What you will do | Change every "llama ear" in the material below to "llama tail" and give all the lines back with nothing else altered. Leave the pictures out of your answer.

Region segmentation data |
==========

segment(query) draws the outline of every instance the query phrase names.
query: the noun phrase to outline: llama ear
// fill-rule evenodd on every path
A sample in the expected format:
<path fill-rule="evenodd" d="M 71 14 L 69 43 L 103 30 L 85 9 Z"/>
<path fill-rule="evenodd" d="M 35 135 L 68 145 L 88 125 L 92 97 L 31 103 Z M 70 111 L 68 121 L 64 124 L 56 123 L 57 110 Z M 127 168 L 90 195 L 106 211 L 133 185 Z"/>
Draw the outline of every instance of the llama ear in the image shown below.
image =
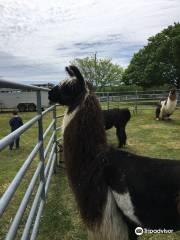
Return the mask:
<path fill-rule="evenodd" d="M 65 67 L 66 72 L 69 74 L 70 77 L 74 77 L 74 72 L 70 70 L 68 67 Z"/>
<path fill-rule="evenodd" d="M 77 78 L 77 80 L 79 80 L 79 82 L 85 86 L 84 78 L 83 78 L 81 72 L 79 71 L 79 69 L 76 66 L 71 65 L 71 66 L 69 66 L 69 70 L 71 72 L 73 72 L 73 76 L 75 76 Z"/>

==========

Exercise response |
segment(query) draws the outline of every instance the query phrase names.
query: the noun phrase to outline: llama tail
// fill-rule evenodd on every path
A sample in the expected format:
<path fill-rule="evenodd" d="M 71 14 L 69 43 L 103 30 L 85 9 Z"/>
<path fill-rule="evenodd" d="M 35 135 L 68 145 L 88 125 L 92 97 L 31 103 Z M 70 111 L 68 121 L 64 124 L 56 123 L 57 110 Z M 127 168 L 90 195 L 106 211 L 133 185 Z"/>
Draw the outline of every instance of the llama tail in the image shown below.
image =
Return the mask:
<path fill-rule="evenodd" d="M 65 67 L 66 72 L 69 74 L 70 77 L 74 77 L 74 72 L 70 70 L 68 67 Z"/>
<path fill-rule="evenodd" d="M 77 78 L 77 80 L 79 80 L 79 82 L 85 86 L 84 78 L 83 78 L 81 72 L 79 71 L 79 69 L 76 66 L 71 65 L 71 66 L 69 66 L 69 70 L 71 72 L 73 72 L 73 76 L 75 76 Z"/>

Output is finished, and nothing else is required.